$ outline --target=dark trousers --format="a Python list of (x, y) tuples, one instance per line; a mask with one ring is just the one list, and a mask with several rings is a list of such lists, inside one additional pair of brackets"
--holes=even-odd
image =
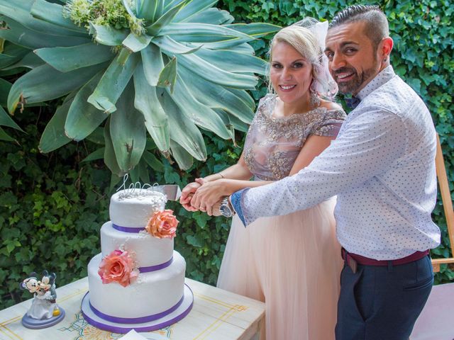
[(347, 265), (340, 276), (336, 340), (407, 340), (433, 283), (428, 256), (399, 266)]

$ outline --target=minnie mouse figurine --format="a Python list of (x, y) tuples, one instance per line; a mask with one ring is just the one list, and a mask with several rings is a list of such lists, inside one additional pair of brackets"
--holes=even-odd
[(55, 302), (55, 273), (43, 272), (43, 278), (37, 279), (36, 273), (21, 283), (21, 289), (33, 293), (31, 307), (22, 318), (22, 324), (27, 328), (41, 329), (52, 326), (65, 317), (65, 310)]

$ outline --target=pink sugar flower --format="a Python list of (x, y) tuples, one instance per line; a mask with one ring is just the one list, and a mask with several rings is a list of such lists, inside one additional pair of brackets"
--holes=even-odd
[(102, 259), (98, 274), (103, 283), (116, 282), (126, 287), (137, 279), (139, 271), (128, 251), (114, 250)]
[(145, 228), (150, 234), (158, 239), (172, 239), (177, 233), (178, 223), (173, 210), (166, 209), (155, 212)]

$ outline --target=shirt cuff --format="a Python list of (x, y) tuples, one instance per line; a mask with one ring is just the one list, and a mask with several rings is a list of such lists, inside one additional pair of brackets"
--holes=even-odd
[(246, 225), (246, 223), (244, 220), (243, 208), (241, 207), (241, 196), (243, 195), (244, 191), (247, 188), (238, 190), (238, 191), (234, 192), (230, 196), (230, 203), (232, 205), (235, 212), (236, 212), (236, 214), (238, 215), (238, 217), (240, 217), (240, 220), (241, 220), (241, 222), (243, 222), (243, 224), (245, 225), (245, 227)]

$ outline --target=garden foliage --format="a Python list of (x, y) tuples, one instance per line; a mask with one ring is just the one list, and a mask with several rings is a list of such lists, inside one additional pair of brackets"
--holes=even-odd
[[(361, 1), (359, 1), (361, 2)], [(362, 1), (365, 3), (365, 1)], [(440, 134), (450, 185), (454, 184), (454, 74), (453, 8), (448, 1), (382, 1), (379, 3), (390, 22), (394, 41), (392, 63), (395, 71), (423, 98), (430, 108)], [(230, 11), (235, 22), (264, 22), (287, 26), (304, 16), (329, 20), (344, 8), (342, 0), (223, 0), (217, 6)], [(268, 37), (269, 38), (269, 37)], [(266, 57), (267, 39), (252, 42), (257, 55)], [(13, 83), (16, 76), (3, 75)], [(255, 99), (266, 86), (260, 83), (252, 92)], [(3, 95), (3, 94), (1, 94)], [(0, 96), (0, 98), (1, 96)], [(339, 100), (342, 97), (339, 96)], [(25, 108), (14, 120), (26, 133), (5, 130), (16, 142), (0, 142), (0, 308), (22, 299), (18, 283), (33, 271), (57, 273), (57, 285), (87, 275), (89, 259), (99, 252), (99, 229), (108, 220), (110, 195), (116, 183), (102, 160), (92, 155), (81, 162), (104, 142), (96, 134), (89, 140), (67, 145), (45, 155), (38, 142), (57, 105)], [(1, 125), (1, 124), (0, 124)], [(206, 176), (233, 164), (241, 149), (211, 132), (204, 132), (208, 159), (194, 162), (187, 171), (179, 169), (160, 156), (156, 145), (145, 146), (150, 167), (136, 167), (133, 177), (150, 182), (184, 186), (195, 177)], [(237, 132), (240, 142), (244, 134)], [(89, 161), (89, 159), (94, 159)], [(147, 164), (149, 164), (147, 162)], [(175, 248), (186, 259), (187, 276), (214, 284), (217, 277), (229, 221), (188, 212), (177, 203), (170, 204), (181, 223)], [(443, 231), (443, 244), (432, 251), (436, 257), (450, 256), (441, 202), (433, 214)], [(314, 241), (316, 242), (316, 241)], [(436, 282), (454, 279), (454, 271), (442, 266)], [(23, 295), (23, 298), (29, 296)]]

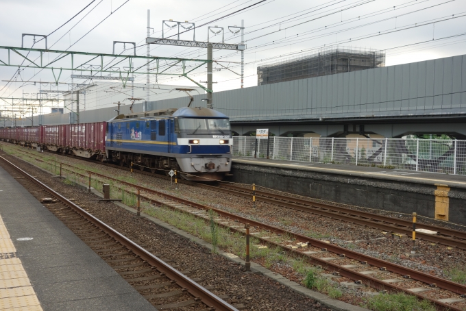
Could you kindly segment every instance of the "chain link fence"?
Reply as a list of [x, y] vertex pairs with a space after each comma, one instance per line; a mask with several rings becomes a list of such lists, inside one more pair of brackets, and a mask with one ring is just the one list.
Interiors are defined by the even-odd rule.
[[466, 140], [234, 137], [233, 155], [466, 175]]

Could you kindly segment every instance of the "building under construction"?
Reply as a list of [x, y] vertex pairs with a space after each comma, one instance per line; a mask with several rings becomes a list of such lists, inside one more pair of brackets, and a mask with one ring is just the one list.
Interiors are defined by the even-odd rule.
[[380, 51], [326, 49], [258, 66], [258, 85], [384, 66], [385, 53]]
• • • • • • •
INSTRUÇÕES A SEGUIR →
Começando no início do material e seguindo até a linha que contém "256), (399, 266)]", inclusive, apresente essas linhas como uma lista JSON de strings, uma string por linha, omitindo linhas em branco. Deixe as imagens de fora da resposta.

SAÍDA →
[
  "$ outline --target=dark trousers --format=\"a Python list of (x, y) tuples, one instance per line; a mask with one ring is just the one list, and a mask with several rings is a list of such lists, inside one additional pair of brackets\"",
  "--holes=even-odd",
  "image =",
  "[(347, 265), (340, 276), (336, 340), (407, 340), (433, 283), (428, 256), (399, 266)]"
]